##### Material shown #####

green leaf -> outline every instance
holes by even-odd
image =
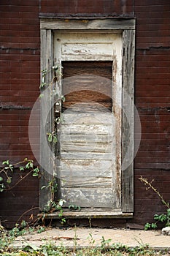
[[[49,133],[48,134],[48,141],[49,142],[52,142],[52,134],[51,133]]]
[[[11,183],[11,179],[12,179],[12,177],[8,177],[7,180],[7,183],[9,184]]]
[[[42,187],[41,189],[42,190],[42,189],[46,189],[46,186],[42,186]]]
[[[33,177],[38,177],[39,174],[36,173],[34,173],[32,176]]]
[[[152,224],[151,224],[151,227],[153,228],[153,229],[157,228],[157,225],[156,225],[156,223],[152,223]]]
[[[167,216],[170,217],[170,209],[167,209]]]
[[[147,222],[144,225],[144,230],[147,230],[151,227],[150,223]]]
[[[19,167],[19,169],[20,169],[20,170],[24,170],[24,166],[20,166],[20,167]]]

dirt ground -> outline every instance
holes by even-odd
[[[170,249],[170,236],[161,235],[160,230],[141,230],[107,228],[68,228],[66,230],[48,228],[37,233],[32,233],[18,237],[13,246],[34,245],[39,246],[48,243],[65,246],[100,246],[102,237],[112,239],[109,244],[120,243],[129,246],[148,244],[158,249]]]

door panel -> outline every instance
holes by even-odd
[[[116,172],[112,61],[63,61],[61,197],[67,206],[112,208]]]

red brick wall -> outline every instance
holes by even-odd
[[[139,177],[154,178],[155,187],[170,200],[169,0],[1,0],[1,160],[33,157],[28,124],[39,95],[39,15],[50,12],[66,17],[136,18],[135,101],[142,134],[135,159],[135,213],[131,222],[143,225],[152,221],[155,212],[165,208],[157,195],[145,191]],[[4,219],[5,217],[14,223],[23,211],[38,206],[38,181],[26,181],[25,192],[23,187],[16,188],[12,193],[0,195],[0,216]]]

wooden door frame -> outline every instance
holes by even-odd
[[[53,63],[53,37],[54,33],[58,31],[109,31],[121,32],[123,38],[122,56],[122,88],[123,111],[122,111],[122,162],[128,150],[128,157],[134,157],[134,50],[135,50],[135,19],[58,19],[41,18],[41,70],[52,70]],[[42,78],[41,78],[42,79]],[[52,79],[52,71],[46,75],[47,83]],[[129,98],[131,101],[129,101]],[[47,186],[54,173],[54,148],[50,145],[47,148],[46,130],[53,130],[54,126],[53,102],[41,101],[41,127],[40,127],[40,166],[42,178],[40,179],[39,208],[44,211],[47,203],[50,200],[49,189],[41,189]],[[47,119],[44,116],[47,115]],[[128,118],[127,118],[128,116]],[[45,129],[46,127],[46,129]],[[131,136],[129,137],[129,135]],[[48,170],[46,171],[45,170]],[[132,162],[125,170],[122,170],[122,211],[119,216],[131,216],[134,212],[134,162]],[[124,214],[124,215],[123,215]],[[81,215],[81,214],[80,214]],[[112,214],[111,214],[112,215]],[[83,216],[85,217],[85,216]],[[88,216],[87,216],[88,217]]]

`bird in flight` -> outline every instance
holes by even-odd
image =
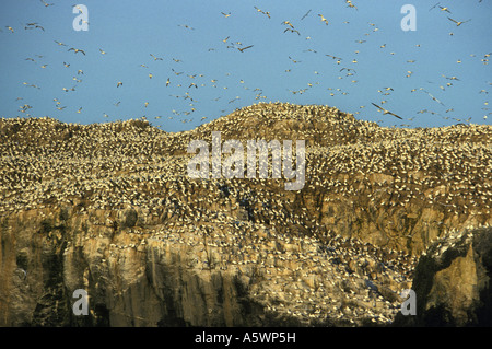
[[[162,60],[162,58],[161,57],[155,57],[154,55],[152,55],[152,54],[150,54],[151,56],[152,56],[152,58],[154,59],[154,60]]]
[[[258,9],[257,7],[254,7],[254,8],[256,9],[256,11],[258,11],[258,12],[260,12],[260,13],[262,13],[262,14],[266,14],[269,19],[271,19],[270,12],[268,12],[268,11],[262,11],[262,10]]]
[[[323,14],[318,14],[318,15],[321,18],[321,22],[325,22],[325,24],[328,25],[328,20],[325,19],[325,18],[323,16]]]
[[[447,13],[452,13],[448,8],[440,7],[441,11],[446,11]]]
[[[43,0],[40,0],[40,2],[43,2],[43,4],[45,5],[45,8],[47,8],[47,7],[52,7],[55,3],[47,3],[47,2],[45,2],[45,1],[43,1]]]
[[[85,51],[84,51],[83,49],[79,49],[79,48],[73,48],[73,47],[71,47],[71,48],[69,48],[68,50],[69,50],[69,51],[73,50],[75,54],[77,54],[77,53],[82,53],[82,54],[84,54],[84,56],[85,56]]]
[[[379,110],[383,110],[383,115],[389,114],[389,115],[393,115],[393,116],[395,116],[395,117],[397,117],[397,118],[399,118],[399,119],[402,120],[402,118],[399,117],[398,115],[396,115],[395,113],[391,113],[391,112],[389,112],[389,110],[386,110],[385,108],[378,106],[377,104],[374,104],[374,103],[371,103],[371,104],[374,105],[374,106],[375,106],[376,108],[378,108]]]
[[[243,53],[245,49],[248,49],[249,47],[253,47],[254,45],[249,45],[249,46],[246,46],[246,47],[237,47],[237,49],[241,51],[241,53]]]
[[[283,31],[283,33],[285,33],[286,31],[291,32],[291,33],[297,33],[297,35],[301,35],[301,33],[297,30],[293,30],[293,28],[285,28],[285,31]]]
[[[464,21],[464,22],[460,22],[460,21],[455,21],[455,20],[453,20],[452,18],[448,18],[448,20],[449,20],[449,21],[453,21],[453,22],[455,22],[455,23],[456,23],[456,26],[460,26],[461,24],[464,24],[464,23],[467,23],[467,22],[470,22],[470,21],[471,21],[471,19],[470,19],[470,20],[468,20],[468,21]]]
[[[437,2],[436,4],[434,4],[432,8],[429,9],[429,11],[434,10],[441,2]]]
[[[304,20],[304,19],[309,14],[309,12],[311,12],[311,10],[307,11],[306,14],[303,15],[303,18],[301,19],[301,21]]]

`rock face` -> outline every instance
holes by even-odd
[[[453,232],[420,257],[417,315],[396,326],[492,326],[492,229]]]
[[[190,178],[189,142],[215,130],[305,139],[304,187]],[[272,103],[180,133],[44,118],[2,119],[0,137],[0,326],[386,326],[411,287],[443,324],[490,309],[485,237],[461,259],[427,252],[412,286],[435,239],[492,224],[490,126],[389,129]]]

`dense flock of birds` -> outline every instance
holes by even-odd
[[[305,139],[304,188],[189,178],[189,141],[211,144],[214,130],[222,140]],[[383,128],[289,103],[255,104],[179,133],[140,119],[2,118],[0,217],[85,217],[71,243],[102,244],[102,274],[159,247],[197,272],[250,277],[254,300],[300,324],[387,324],[433,239],[492,223],[491,136],[477,125]]]
[[[42,4],[45,8],[51,8],[52,5],[55,5],[55,3],[46,3],[43,0],[40,0]],[[479,1],[481,2],[481,1]],[[354,11],[359,11],[358,7],[355,3],[353,3],[352,1],[345,0],[345,4],[347,8],[354,10]],[[74,10],[78,10],[79,13],[83,13],[83,8],[79,7],[79,5],[74,5]],[[459,19],[457,16],[455,16],[456,14],[454,14],[452,12],[452,10],[446,7],[444,3],[437,2],[436,4],[434,4],[433,7],[431,7],[429,9],[429,11],[436,11],[438,10],[440,12],[442,12],[443,14],[446,15],[447,20],[449,22],[453,22],[454,24],[456,24],[456,30],[459,30],[460,26],[462,25],[468,25],[467,23],[469,21],[471,21],[471,19],[468,20],[462,20]],[[257,7],[254,7],[254,9],[251,9],[251,11],[257,11],[259,15],[265,16],[266,21],[274,21],[277,18],[274,15],[274,13],[271,13],[270,11],[266,11],[263,9],[259,9]],[[314,14],[311,13],[312,10],[307,11],[301,19],[291,19],[291,20],[283,20],[280,25],[281,25],[281,30],[283,31],[284,35],[297,35],[301,36],[304,34],[302,34],[300,32],[300,25],[297,23],[301,23],[302,21],[304,21],[306,18],[308,16],[315,16]],[[227,21],[234,21],[234,13],[231,12],[221,12],[222,16],[224,19],[226,19]],[[331,24],[331,20],[327,19],[323,13],[317,13],[316,18],[319,20],[319,22],[321,23],[321,25],[325,26],[329,26],[332,25]],[[345,21],[343,22],[345,25],[349,25],[350,22]],[[188,24],[179,24],[180,27],[183,27],[185,31],[195,31],[195,27],[188,25]],[[14,28],[11,25],[5,25],[5,27],[12,33],[14,34],[16,31],[22,30],[22,28]],[[24,25],[25,31],[42,31],[45,32],[45,28],[43,27],[43,25],[40,25],[37,22],[33,22],[33,23],[26,23]],[[379,27],[372,22],[368,22],[368,27],[367,30],[370,31],[368,33],[365,33],[363,38],[360,38],[358,40],[355,40],[358,44],[361,45],[361,47],[363,47],[363,45],[367,45],[367,36],[370,35],[376,35],[376,33],[379,31]],[[454,35],[454,33],[449,33],[450,36]],[[308,43],[311,39],[309,36],[306,36],[306,43]],[[97,51],[87,51],[84,48],[80,48],[80,47],[70,47],[69,45],[61,43],[59,40],[54,40],[54,45],[58,46],[60,49],[66,49],[67,50],[67,61],[70,61],[70,57],[69,55],[75,55],[75,56],[80,56],[80,57],[85,57],[86,55],[102,55],[102,56],[110,56],[110,53],[107,53],[105,49],[103,48],[98,48],[98,53]],[[244,44],[237,39],[233,39],[231,38],[231,36],[226,36],[222,39],[222,44],[223,48],[225,49],[233,49],[233,50],[237,50],[241,54],[246,53],[247,50],[250,49],[255,49],[255,45],[254,43],[248,43],[248,44]],[[420,45],[417,45],[417,48],[419,48]],[[221,47],[222,48],[222,47]],[[219,48],[216,47],[210,47],[208,50],[210,51],[215,51]],[[385,50],[387,49],[387,45],[383,44],[378,47],[378,49]],[[314,48],[307,48],[304,51],[308,51],[308,53],[313,53],[314,55],[324,55],[327,57],[327,63],[328,65],[337,65],[340,69],[339,69],[339,73],[340,75],[338,77],[338,79],[352,79],[352,83],[356,84],[359,82],[359,80],[356,79],[358,75],[358,58],[348,58],[348,57],[338,57],[337,55],[335,55],[333,53],[319,53],[318,49],[314,49]],[[358,54],[360,53],[360,50],[355,50],[354,51],[354,57],[358,57]],[[460,53],[462,55],[462,53]],[[390,51],[389,55],[396,55],[396,53]],[[479,57],[480,55],[476,55],[476,54],[471,54],[471,59],[480,59],[480,63],[482,65],[488,65],[489,63],[489,57],[490,54],[483,54],[482,57]],[[36,55],[35,58],[33,57],[26,57],[25,60],[30,60],[33,61],[34,63],[38,63],[39,67],[42,69],[47,68],[48,65],[46,63],[42,63],[40,61],[43,60],[44,55]],[[293,58],[291,56],[289,56],[290,61],[295,66],[298,63],[302,63],[302,60]],[[78,85],[80,83],[82,83],[83,81],[83,77],[84,77],[84,72],[81,69],[71,67],[70,62],[59,62],[59,67],[58,68],[54,68],[54,69],[69,69],[72,70],[73,72],[73,79],[70,83],[72,83],[72,85],[67,85],[62,88],[63,93],[72,93],[75,92],[78,89]],[[152,69],[157,69],[157,66],[155,65],[166,65],[166,61],[169,61],[169,63],[172,65],[171,67],[168,67],[168,71],[167,71],[167,77],[166,78],[156,78],[154,77],[154,73],[152,72]],[[462,57],[457,57],[456,63],[459,65],[462,61]],[[197,73],[197,72],[189,72],[189,71],[185,71],[183,69],[180,69],[180,63],[183,62],[183,59],[180,58],[176,58],[176,57],[172,57],[172,55],[169,57],[159,57],[156,55],[154,55],[153,53],[148,53],[147,55],[147,61],[142,61],[142,63],[138,67],[138,69],[142,69],[143,74],[145,74],[150,80],[152,79],[164,79],[162,81],[162,89],[165,91],[172,91],[172,93],[169,94],[171,96],[175,96],[176,98],[179,100],[179,103],[184,103],[180,104],[186,105],[186,109],[180,109],[180,110],[176,110],[173,109],[172,113],[173,115],[152,115],[152,116],[147,116],[149,115],[149,113],[147,112],[148,106],[150,104],[150,102],[142,102],[141,107],[142,107],[142,113],[143,113],[143,118],[147,119],[152,119],[152,120],[159,120],[161,118],[168,118],[168,119],[173,119],[173,118],[178,118],[181,123],[186,124],[186,123],[190,123],[194,121],[194,118],[196,118],[196,110],[197,110],[197,101],[200,100],[200,97],[197,97],[197,95],[195,94],[195,92],[198,89],[203,89],[203,88],[213,88],[216,89],[216,91],[225,91],[225,90],[232,90],[232,89],[237,89],[239,88],[239,90],[250,90],[254,92],[254,97],[255,97],[255,102],[266,102],[267,96],[263,94],[263,90],[259,86],[251,89],[245,85],[245,82],[243,79],[241,79],[241,81],[237,82],[237,85],[235,86],[227,86],[227,85],[220,85],[222,83],[222,77],[207,77],[204,73]],[[61,66],[62,63],[62,66]],[[414,66],[415,60],[414,59],[409,59],[407,60],[407,63],[409,66]],[[151,65],[154,65],[151,67]],[[62,68],[65,67],[65,68]],[[51,67],[49,67],[51,68]],[[48,68],[48,69],[49,69]],[[290,73],[292,71],[292,68],[286,69],[285,73]],[[408,68],[407,70],[407,74],[406,78],[410,78],[413,74],[414,70],[411,68]],[[319,75],[319,72],[315,71],[315,73],[317,75]],[[231,73],[226,73],[225,75],[231,75]],[[458,77],[448,77],[446,74],[442,74],[442,80],[441,81],[434,81],[433,83],[437,83],[440,85],[440,90],[441,91],[446,91],[447,89],[452,89],[452,86],[456,83],[459,83],[461,81],[460,78]],[[34,89],[42,89],[39,85],[31,83],[31,82],[23,82],[24,85],[26,85],[27,88],[34,88]],[[115,89],[125,89],[127,82],[125,80],[121,81],[115,81],[114,82],[114,88]],[[306,93],[306,91],[308,91],[309,89],[314,88],[315,85],[320,84],[320,82],[318,81],[313,81],[313,82],[308,82],[307,86],[303,88],[303,89],[294,89],[291,90],[289,89],[289,91],[292,92],[292,94],[296,95],[296,94],[304,94]],[[488,85],[490,85],[492,83],[488,82]],[[166,90],[166,89],[169,90]],[[429,95],[429,97],[435,102],[436,107],[440,106],[440,109],[421,109],[419,110],[417,114],[429,114],[432,116],[441,116],[443,119],[454,119],[457,123],[469,123],[471,117],[458,117],[455,116],[453,114],[454,108],[446,106],[442,101],[440,101],[434,94],[436,94],[436,92],[434,91],[429,91],[431,90],[430,88],[426,86],[414,86],[413,89],[411,89],[411,91],[409,91],[410,93],[425,93]],[[371,105],[374,106],[375,108],[377,108],[378,112],[382,112],[383,115],[387,115],[387,116],[393,116],[395,117],[395,121],[397,121],[397,118],[405,121],[403,124],[401,124],[402,126],[410,126],[408,124],[408,121],[413,120],[413,118],[417,115],[413,116],[409,116],[409,115],[397,115],[395,114],[393,110],[386,109],[384,104],[386,104],[388,102],[388,98],[390,98],[390,95],[393,92],[395,92],[394,88],[391,86],[378,86],[377,88],[377,92],[380,94],[382,100],[380,101],[371,101]],[[489,102],[487,101],[487,95],[488,95],[488,91],[487,89],[481,89],[480,91],[477,91],[479,94],[483,95],[485,97],[485,100],[483,101],[483,106],[482,106],[482,110],[483,110],[483,119],[487,120],[488,115],[490,115],[489,112],[489,107],[488,104]],[[61,91],[60,91],[61,93]],[[329,86],[327,88],[327,93],[330,96],[340,96],[340,95],[347,95],[349,94],[348,91],[344,91],[340,88],[333,88],[333,86]],[[213,98],[213,101],[219,101],[222,98],[222,95],[219,94],[218,97]],[[226,106],[229,107],[232,103],[235,103],[236,101],[241,100],[242,96],[236,96],[234,98],[232,98],[231,101],[227,102]],[[24,100],[24,97],[17,97],[17,101],[22,101]],[[62,115],[67,115],[67,113],[72,113],[71,115],[74,115],[73,113],[78,113],[81,114],[83,113],[83,106],[70,106],[69,109],[67,109],[67,105],[63,105],[65,103],[62,102],[63,98],[59,96],[58,92],[54,93],[54,102],[55,102],[55,106],[54,108],[56,108],[56,110],[60,112],[60,113],[66,113],[66,114],[59,114],[59,116],[61,117]],[[121,101],[114,101],[113,105],[114,106],[119,106],[119,104],[121,103]],[[177,103],[177,104],[179,104]],[[221,101],[222,103],[222,101]],[[124,103],[125,104],[125,103]],[[361,110],[363,108],[365,108],[366,105],[361,105],[360,109],[356,110],[354,114],[359,114],[361,113]],[[441,112],[441,107],[443,107],[443,112]],[[444,108],[446,108],[446,110],[444,112]],[[70,112],[70,109],[72,112]],[[120,117],[121,113],[120,113],[121,108],[112,108],[112,112],[106,113],[102,113],[101,117],[104,118],[108,118],[108,117]],[[33,106],[30,104],[30,102],[24,102],[23,105],[20,106],[19,108],[20,113],[23,113],[24,116],[33,116],[33,115],[37,115],[36,113],[33,113]],[[55,112],[55,110],[54,110]],[[58,113],[55,112],[55,113]],[[226,109],[222,109],[222,113],[226,112]],[[203,123],[207,118],[209,118],[210,116],[201,116],[200,118],[200,123]],[[103,118],[103,120],[104,120]],[[382,120],[380,120],[382,121]],[[159,124],[160,121],[156,121],[156,124]],[[162,125],[157,126],[161,127]]]

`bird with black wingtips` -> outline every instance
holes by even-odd
[[[83,49],[74,48],[74,47],[71,47],[68,49],[68,51],[71,51],[71,50],[73,50],[74,54],[82,53],[85,56],[85,51]]]
[[[471,21],[471,19],[470,20],[468,20],[468,21],[456,21],[456,20],[453,20],[452,18],[447,18],[449,21],[452,21],[452,22],[455,22],[456,23],[456,26],[460,26],[461,24],[464,24],[464,23],[467,23],[467,22],[470,22]]]
[[[376,108],[378,108],[379,110],[382,110],[382,112],[383,112],[383,115],[389,114],[389,115],[393,115],[393,116],[395,116],[395,117],[397,117],[397,118],[399,118],[399,119],[402,119],[400,116],[398,116],[398,115],[396,115],[395,113],[391,113],[391,112],[389,112],[389,110],[386,110],[385,108],[378,106],[377,104],[374,104],[374,103],[371,103],[371,104],[374,105],[374,106],[375,106]]]

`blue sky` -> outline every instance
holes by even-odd
[[[280,101],[336,106],[382,126],[492,120],[489,0],[353,0],[356,9],[345,0],[80,1],[89,31],[72,26],[75,1],[47,3],[0,2],[1,117],[92,124],[145,116],[180,131]],[[401,30],[403,4],[414,5],[417,31]],[[471,21],[457,26],[448,16]],[[300,35],[284,32],[284,21]]]

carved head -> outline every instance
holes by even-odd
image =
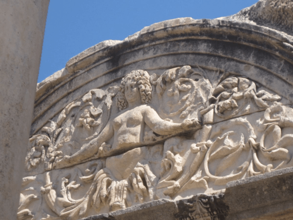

#####

Goal
Copy the entries from the line containing "carved head -> outline every instance" through their end, leaving out the pictures.

Task response
carved head -> outline every instance
holes by even-odd
image =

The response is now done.